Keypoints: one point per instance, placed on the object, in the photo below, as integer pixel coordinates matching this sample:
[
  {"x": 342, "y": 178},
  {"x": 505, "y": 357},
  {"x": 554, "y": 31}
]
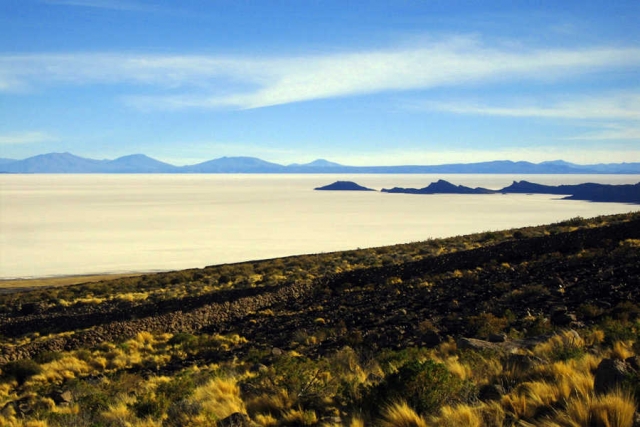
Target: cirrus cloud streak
[{"x": 242, "y": 82}]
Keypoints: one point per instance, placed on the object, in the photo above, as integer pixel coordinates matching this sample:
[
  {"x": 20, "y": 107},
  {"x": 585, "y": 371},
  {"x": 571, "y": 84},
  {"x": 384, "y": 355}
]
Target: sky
[{"x": 290, "y": 81}]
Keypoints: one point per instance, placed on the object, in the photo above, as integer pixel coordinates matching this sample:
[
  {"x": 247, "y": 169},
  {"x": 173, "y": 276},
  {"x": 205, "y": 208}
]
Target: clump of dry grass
[
  {"x": 615, "y": 409},
  {"x": 459, "y": 416},
  {"x": 400, "y": 414}
]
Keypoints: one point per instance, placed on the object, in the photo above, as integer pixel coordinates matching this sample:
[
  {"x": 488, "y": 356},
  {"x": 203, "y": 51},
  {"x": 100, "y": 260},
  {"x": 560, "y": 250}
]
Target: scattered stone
[
  {"x": 497, "y": 337},
  {"x": 331, "y": 421},
  {"x": 521, "y": 362},
  {"x": 431, "y": 339},
  {"x": 237, "y": 419},
  {"x": 475, "y": 344},
  {"x": 491, "y": 392},
  {"x": 609, "y": 375},
  {"x": 62, "y": 397},
  {"x": 259, "y": 367},
  {"x": 560, "y": 316},
  {"x": 633, "y": 362}
]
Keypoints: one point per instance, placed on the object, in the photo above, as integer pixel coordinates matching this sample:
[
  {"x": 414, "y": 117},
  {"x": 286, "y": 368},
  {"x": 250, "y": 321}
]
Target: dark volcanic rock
[
  {"x": 236, "y": 419},
  {"x": 626, "y": 193},
  {"x": 344, "y": 186},
  {"x": 440, "y": 187}
]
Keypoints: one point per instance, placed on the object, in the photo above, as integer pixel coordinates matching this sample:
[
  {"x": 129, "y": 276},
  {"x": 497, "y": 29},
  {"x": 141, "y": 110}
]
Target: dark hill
[
  {"x": 344, "y": 186},
  {"x": 625, "y": 193},
  {"x": 440, "y": 187}
]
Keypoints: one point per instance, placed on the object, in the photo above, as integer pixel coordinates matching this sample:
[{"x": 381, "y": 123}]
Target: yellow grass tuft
[
  {"x": 621, "y": 350},
  {"x": 220, "y": 397},
  {"x": 400, "y": 414},
  {"x": 356, "y": 422},
  {"x": 299, "y": 417},
  {"x": 459, "y": 416},
  {"x": 458, "y": 369},
  {"x": 615, "y": 409},
  {"x": 57, "y": 371},
  {"x": 274, "y": 404},
  {"x": 265, "y": 420}
]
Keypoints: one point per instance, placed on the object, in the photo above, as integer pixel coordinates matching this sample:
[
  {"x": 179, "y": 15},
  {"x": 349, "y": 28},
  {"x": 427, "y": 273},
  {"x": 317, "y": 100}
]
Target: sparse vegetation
[{"x": 500, "y": 328}]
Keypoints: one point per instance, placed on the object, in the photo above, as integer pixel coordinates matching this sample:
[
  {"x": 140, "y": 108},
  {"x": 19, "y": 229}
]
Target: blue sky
[{"x": 356, "y": 82}]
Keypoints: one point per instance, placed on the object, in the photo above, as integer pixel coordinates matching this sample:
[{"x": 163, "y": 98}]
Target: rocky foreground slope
[{"x": 529, "y": 284}]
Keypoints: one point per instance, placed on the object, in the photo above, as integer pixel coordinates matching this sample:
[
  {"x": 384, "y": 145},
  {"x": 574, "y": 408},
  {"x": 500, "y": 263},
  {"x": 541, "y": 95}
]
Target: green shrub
[
  {"x": 20, "y": 370},
  {"x": 425, "y": 386}
]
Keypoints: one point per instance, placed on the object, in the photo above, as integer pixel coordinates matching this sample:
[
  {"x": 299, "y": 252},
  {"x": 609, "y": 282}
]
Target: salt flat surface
[{"x": 81, "y": 224}]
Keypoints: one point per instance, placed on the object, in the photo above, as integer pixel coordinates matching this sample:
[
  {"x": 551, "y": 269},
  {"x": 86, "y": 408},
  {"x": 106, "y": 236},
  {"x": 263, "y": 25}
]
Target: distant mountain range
[{"x": 140, "y": 163}]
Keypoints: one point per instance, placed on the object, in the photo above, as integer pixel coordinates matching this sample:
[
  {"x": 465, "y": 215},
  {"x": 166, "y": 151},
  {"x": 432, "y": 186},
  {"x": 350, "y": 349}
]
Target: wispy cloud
[
  {"x": 612, "y": 132},
  {"x": 29, "y": 137},
  {"x": 104, "y": 4},
  {"x": 249, "y": 82},
  {"x": 604, "y": 107}
]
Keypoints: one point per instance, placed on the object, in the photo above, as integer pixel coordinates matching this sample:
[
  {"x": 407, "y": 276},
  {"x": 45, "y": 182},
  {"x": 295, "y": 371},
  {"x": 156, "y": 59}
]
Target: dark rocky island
[
  {"x": 440, "y": 187},
  {"x": 344, "y": 186},
  {"x": 624, "y": 193}
]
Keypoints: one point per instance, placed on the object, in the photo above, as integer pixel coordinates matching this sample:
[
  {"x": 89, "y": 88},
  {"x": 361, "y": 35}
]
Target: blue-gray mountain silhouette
[{"x": 140, "y": 163}]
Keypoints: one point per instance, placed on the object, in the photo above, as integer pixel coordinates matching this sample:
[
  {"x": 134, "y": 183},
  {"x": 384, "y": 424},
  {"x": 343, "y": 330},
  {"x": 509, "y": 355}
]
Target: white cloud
[
  {"x": 250, "y": 82},
  {"x": 31, "y": 137},
  {"x": 612, "y": 132},
  {"x": 607, "y": 107},
  {"x": 567, "y": 152}
]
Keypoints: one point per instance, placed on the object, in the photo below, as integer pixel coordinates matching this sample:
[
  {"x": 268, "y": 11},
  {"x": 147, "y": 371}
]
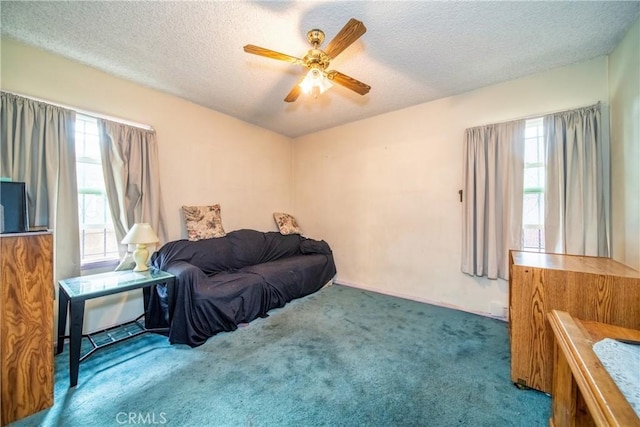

Zadanie pisemne: Policz, ile wierszy danych zawiera ciąg „grass”, uwzględniając wielkość liter, i podaj wyłącznie tę liczbę.

Odpowiedź do zadania: 2